WORK REQUIRED:
A word-for-word copy of the entries is needed, and it should contain no images.

(Photo-based referring expression data)
##############################
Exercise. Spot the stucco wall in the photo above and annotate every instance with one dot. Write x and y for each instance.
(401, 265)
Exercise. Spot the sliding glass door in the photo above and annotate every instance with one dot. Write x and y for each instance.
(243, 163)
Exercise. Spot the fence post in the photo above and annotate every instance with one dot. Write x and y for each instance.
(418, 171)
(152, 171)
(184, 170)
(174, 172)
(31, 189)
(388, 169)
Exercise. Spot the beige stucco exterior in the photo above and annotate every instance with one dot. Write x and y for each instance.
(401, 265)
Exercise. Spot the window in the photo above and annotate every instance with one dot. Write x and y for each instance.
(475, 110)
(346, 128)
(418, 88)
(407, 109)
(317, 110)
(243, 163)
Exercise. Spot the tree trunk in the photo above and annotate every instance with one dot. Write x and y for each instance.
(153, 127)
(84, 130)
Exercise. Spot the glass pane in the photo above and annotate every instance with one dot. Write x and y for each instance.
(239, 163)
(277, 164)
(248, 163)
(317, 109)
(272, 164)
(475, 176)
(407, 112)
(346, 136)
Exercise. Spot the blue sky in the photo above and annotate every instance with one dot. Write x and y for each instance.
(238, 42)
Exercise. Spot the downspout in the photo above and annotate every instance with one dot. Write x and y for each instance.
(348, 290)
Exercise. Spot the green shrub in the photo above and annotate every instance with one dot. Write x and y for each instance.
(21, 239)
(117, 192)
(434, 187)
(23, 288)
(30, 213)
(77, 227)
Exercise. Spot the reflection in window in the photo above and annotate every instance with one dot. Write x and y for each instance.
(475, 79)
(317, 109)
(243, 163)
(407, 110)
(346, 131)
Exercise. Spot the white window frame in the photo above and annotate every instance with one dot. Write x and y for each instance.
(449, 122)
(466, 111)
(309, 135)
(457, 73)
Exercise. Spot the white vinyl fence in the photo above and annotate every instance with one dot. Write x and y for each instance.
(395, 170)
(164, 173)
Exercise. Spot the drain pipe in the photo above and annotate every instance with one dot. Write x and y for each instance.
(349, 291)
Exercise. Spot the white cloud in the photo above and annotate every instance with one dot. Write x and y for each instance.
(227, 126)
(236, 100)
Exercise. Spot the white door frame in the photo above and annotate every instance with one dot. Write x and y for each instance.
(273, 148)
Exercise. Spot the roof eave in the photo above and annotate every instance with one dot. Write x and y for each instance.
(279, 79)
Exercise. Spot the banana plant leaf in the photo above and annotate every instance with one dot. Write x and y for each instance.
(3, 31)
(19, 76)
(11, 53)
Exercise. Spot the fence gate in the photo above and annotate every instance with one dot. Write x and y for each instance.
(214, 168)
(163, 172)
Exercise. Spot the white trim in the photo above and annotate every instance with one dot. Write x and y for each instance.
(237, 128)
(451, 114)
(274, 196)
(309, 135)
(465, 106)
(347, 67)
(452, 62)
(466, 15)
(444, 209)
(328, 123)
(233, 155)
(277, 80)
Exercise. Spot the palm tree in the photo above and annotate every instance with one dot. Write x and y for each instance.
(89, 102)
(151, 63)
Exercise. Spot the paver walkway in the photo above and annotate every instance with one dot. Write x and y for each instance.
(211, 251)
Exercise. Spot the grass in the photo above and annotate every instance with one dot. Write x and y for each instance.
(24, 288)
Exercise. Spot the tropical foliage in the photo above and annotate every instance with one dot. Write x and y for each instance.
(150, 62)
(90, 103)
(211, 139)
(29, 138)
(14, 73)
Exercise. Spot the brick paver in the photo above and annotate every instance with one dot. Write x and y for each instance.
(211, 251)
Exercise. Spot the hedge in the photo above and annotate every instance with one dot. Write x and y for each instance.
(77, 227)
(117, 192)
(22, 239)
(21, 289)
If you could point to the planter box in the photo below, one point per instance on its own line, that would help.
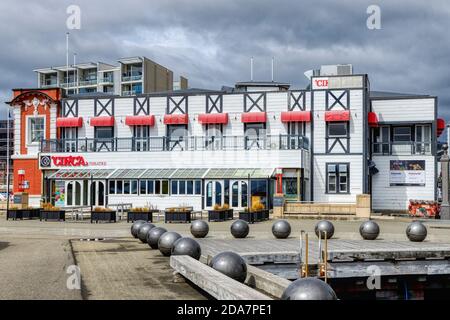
(220, 215)
(140, 215)
(180, 216)
(109, 216)
(33, 213)
(53, 215)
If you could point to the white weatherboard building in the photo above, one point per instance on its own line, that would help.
(328, 143)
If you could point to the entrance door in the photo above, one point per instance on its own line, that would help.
(214, 193)
(239, 194)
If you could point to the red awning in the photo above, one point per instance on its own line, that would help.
(296, 116)
(69, 122)
(102, 121)
(337, 115)
(213, 118)
(372, 119)
(140, 120)
(440, 124)
(252, 117)
(176, 119)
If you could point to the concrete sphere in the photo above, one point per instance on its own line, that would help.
(153, 236)
(239, 229)
(199, 228)
(135, 227)
(308, 289)
(323, 226)
(281, 229)
(143, 231)
(230, 264)
(188, 247)
(416, 231)
(369, 230)
(166, 241)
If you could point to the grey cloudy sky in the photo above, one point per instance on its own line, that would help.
(211, 41)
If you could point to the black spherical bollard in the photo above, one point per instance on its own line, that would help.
(230, 264)
(322, 227)
(144, 230)
(199, 228)
(416, 231)
(308, 289)
(239, 229)
(153, 236)
(135, 227)
(281, 229)
(166, 241)
(188, 247)
(369, 230)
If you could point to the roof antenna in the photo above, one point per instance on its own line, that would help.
(272, 67)
(251, 69)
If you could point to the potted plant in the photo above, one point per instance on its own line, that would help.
(103, 214)
(50, 212)
(178, 214)
(141, 213)
(220, 213)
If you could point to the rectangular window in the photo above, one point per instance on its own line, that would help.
(150, 187)
(119, 187)
(337, 129)
(190, 187)
(143, 187)
(112, 187)
(174, 189)
(36, 129)
(198, 187)
(402, 134)
(338, 178)
(126, 187)
(134, 187)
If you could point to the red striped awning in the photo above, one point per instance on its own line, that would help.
(140, 120)
(296, 116)
(213, 118)
(75, 122)
(337, 115)
(372, 119)
(102, 121)
(176, 119)
(440, 126)
(252, 117)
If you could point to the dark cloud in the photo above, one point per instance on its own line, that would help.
(211, 42)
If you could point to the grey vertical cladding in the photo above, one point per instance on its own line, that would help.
(70, 108)
(297, 100)
(214, 103)
(334, 98)
(173, 105)
(104, 107)
(258, 103)
(141, 106)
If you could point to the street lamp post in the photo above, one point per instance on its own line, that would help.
(445, 207)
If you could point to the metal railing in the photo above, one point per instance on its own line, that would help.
(179, 143)
(401, 148)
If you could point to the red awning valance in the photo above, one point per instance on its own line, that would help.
(440, 124)
(69, 122)
(337, 115)
(102, 121)
(213, 118)
(176, 119)
(252, 117)
(372, 119)
(140, 120)
(296, 116)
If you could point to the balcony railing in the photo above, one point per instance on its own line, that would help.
(401, 148)
(191, 143)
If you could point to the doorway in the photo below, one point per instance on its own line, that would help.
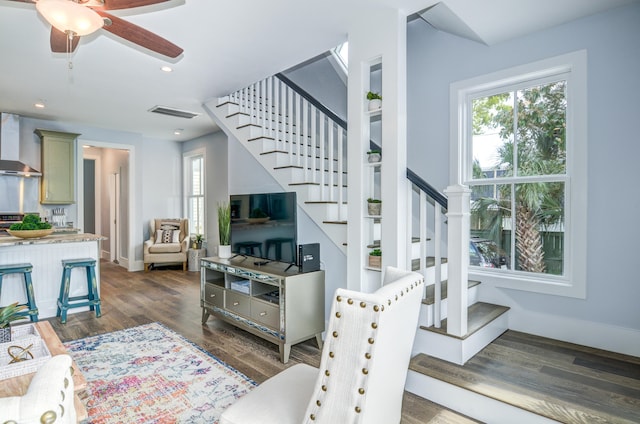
(105, 199)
##############################
RESULT OF THIS TASK:
Exercise. Spot the stucco wall in the photo above and annotate every instance with one dot. Write x and y for each instance.
(401, 265)
Exercise. Spot the sliding glass door in the photo above and annotate every instance with one dot. Write x and y for each instance.
(243, 163)
Exercise. Spot the fence post in the photo above and annotate every instance with one dot. Write x and y for each instance.
(418, 171)
(152, 171)
(184, 170)
(174, 172)
(31, 189)
(388, 169)
Exercise. Spot the beige stucco exterior in the photo above and annotate every instance with one dot. Write x and y for each instance.
(401, 265)
Exercise. Spot the window in the photo above and annotate every instance with one dot. Write x and y for each instance.
(475, 110)
(346, 128)
(418, 88)
(407, 109)
(317, 110)
(243, 163)
Exercise. Spot the tree trunk in the photo above and annotate every instance with one dot. Write x and y for each instance.
(153, 127)
(84, 130)
Exercise. Spot the glass pane in the photo above and annotate every instance with one dot. Write x and y for each instance.
(239, 163)
(277, 164)
(248, 163)
(317, 109)
(272, 164)
(475, 176)
(407, 112)
(346, 136)
Exercise. Spot the blue sky in the photo above and annotate every instance with one dot. Write x and y for each instance.
(238, 42)
Exercise. Spot the downspout in the photo above and annotate every instance with one dot. Write x and y for each instance.
(348, 290)
Exercise. Spot the green shrub in the photo above and annotate every instance with one dot. Write x and y for each instance.
(21, 239)
(117, 192)
(434, 187)
(23, 288)
(30, 213)
(77, 227)
Exercise. Spot the reflection in window in the photo above and annotate every instance with one dot. Write x and y for each instance.
(475, 79)
(317, 109)
(243, 163)
(407, 110)
(346, 131)
Exercise. Spot the white window frame in the photo above and annotate every instance with one dot. Write x and y for each instance.
(449, 122)
(466, 111)
(309, 135)
(457, 73)
Exercise. Spot the white vinyl fence in the photo above and annotate every instance with one dot. Write x and y for each instance.
(395, 170)
(164, 173)
Exercise. Spot the drain pipe in the photo above and annotate every instance with one dot. Write x and y for each instance.
(349, 291)
Exercise. Spot the white cloud in the photo above and annotate every instance with one dot. Write x and y for each instance.
(227, 126)
(236, 100)
Exercise. Spot the white door frame in the photo above and annotate every instance with one dot. Write x and y for each instance.
(273, 148)
Exercise. Spot the roof eave in the photo above and annotate every instance with one dot. Write x and y for each instance.
(279, 79)
Exercise. Spot the banana plant leaf in the photo above and annotate every instance with one dot. Write x and y for each instance.
(3, 31)
(19, 76)
(11, 53)
Exercise. Spot the fence gate in the photo above and annotate every instance with one dot. Write x and y for each instance.
(214, 168)
(163, 172)
Exercise. Spot the white trim in the photo above and annotate every instance with one dot. Write x and y for each instance.
(237, 128)
(451, 114)
(274, 196)
(309, 135)
(465, 106)
(347, 67)
(452, 62)
(466, 15)
(444, 209)
(328, 123)
(233, 155)
(277, 80)
Exercise. Spot the palm tree in the photo above and annotate every instance with one dot. Write x and y for each instance.
(89, 102)
(151, 63)
Exercise. Spot the paver walkway in the photo above and annotate every instance with one dot. Write x and y for each instance.
(211, 251)
Exercise. Spot the grass in the photo above and annotate every instance with one dot. Write x and y for each instance.
(24, 288)
Exercise. Spot the tropical foliage in the photo above and annotate every instance with one dot. Write x and y for each instance.
(150, 62)
(90, 103)
(211, 139)
(29, 138)
(14, 73)
Exercise. Spot the brick paver in the photo above and annotate every instance with one dot. Write x and y for each instance.
(211, 251)
Exercise. Spot the hedge in the photo above and annotate every instance with one dot. Write x and y for each instance.
(77, 227)
(117, 192)
(22, 239)
(21, 289)
If you could point to the planter box in the photo below, one point per instance on its own line, that would help.
(220, 215)
(140, 215)
(180, 216)
(109, 216)
(33, 213)
(53, 215)
If you could point to the white weatherboard building in the photo above, one point per instance on its own line, that would help.
(328, 143)
If you could point to the entrance door in the photo above, one point per instance on its own line, that would help.
(214, 193)
(239, 194)
If you could point to the red awning in the photo above, one point per instance on its own line, that would help.
(296, 116)
(69, 122)
(102, 121)
(337, 115)
(213, 118)
(372, 119)
(140, 120)
(440, 124)
(252, 117)
(176, 119)
If you could point to the concrete sphere in the photo above, one point per instance on its own line, that would help.
(153, 236)
(239, 229)
(199, 228)
(135, 227)
(308, 289)
(323, 226)
(281, 229)
(143, 231)
(230, 264)
(188, 247)
(416, 231)
(369, 230)
(166, 241)
If you could point to the grey cloudy sky in the photo above, one point per instance on its own line, that would help.
(211, 41)
If you could point to the black spherical bollard in the photo above, one point per instance on its own line, that would help.
(230, 264)
(322, 227)
(144, 230)
(199, 228)
(416, 231)
(308, 289)
(239, 229)
(153, 236)
(135, 227)
(281, 229)
(166, 241)
(188, 247)
(369, 230)
If you could point to the roof antenna in the photo above, one point per instance on its own line, that would help.
(272, 67)
(251, 69)
If you could point to the potted plant in the photo above, one point per instance on its own line, that would help.
(103, 214)
(50, 212)
(178, 214)
(141, 213)
(220, 213)
If you could point to the rectangular window in the photo above, one point per instance on its own line, that would help.
(150, 187)
(119, 187)
(337, 129)
(190, 187)
(143, 187)
(112, 187)
(174, 189)
(36, 129)
(198, 187)
(402, 134)
(338, 178)
(126, 187)
(134, 187)
If you could point to the red striped awning in the photo above, one point per instance on its own line, that would help.
(140, 120)
(296, 116)
(213, 118)
(75, 122)
(337, 115)
(372, 119)
(102, 121)
(176, 119)
(440, 126)
(252, 117)
If you could point to the dark cloud in the photo above, one point per instance on its own line, that would help.
(211, 42)
If you could point to the grey vertical cladding in the photo above, one point per instance on its own line, that would help.
(70, 108)
(297, 100)
(214, 103)
(334, 98)
(173, 105)
(104, 107)
(258, 103)
(141, 106)
If you could point to the street lamp post in the photo above, one point per instance on its own line, that would help.
(445, 207)
If you could point to the metal railing in the photo above, one point per instance on its own line, that would help.
(179, 143)
(401, 148)
If you could point to the red awning valance in the photo above, one point per instance on its own line, that would help.
(440, 124)
(69, 122)
(337, 115)
(102, 121)
(213, 118)
(176, 119)
(252, 117)
(372, 119)
(140, 120)
(296, 116)
If you could point to the balcony railing in the photo above, one point per instance on its own line, that would help.
(401, 148)
(191, 143)
If you could point to the doorway in the photo below, one point per instance on its own line, that would help.
(105, 199)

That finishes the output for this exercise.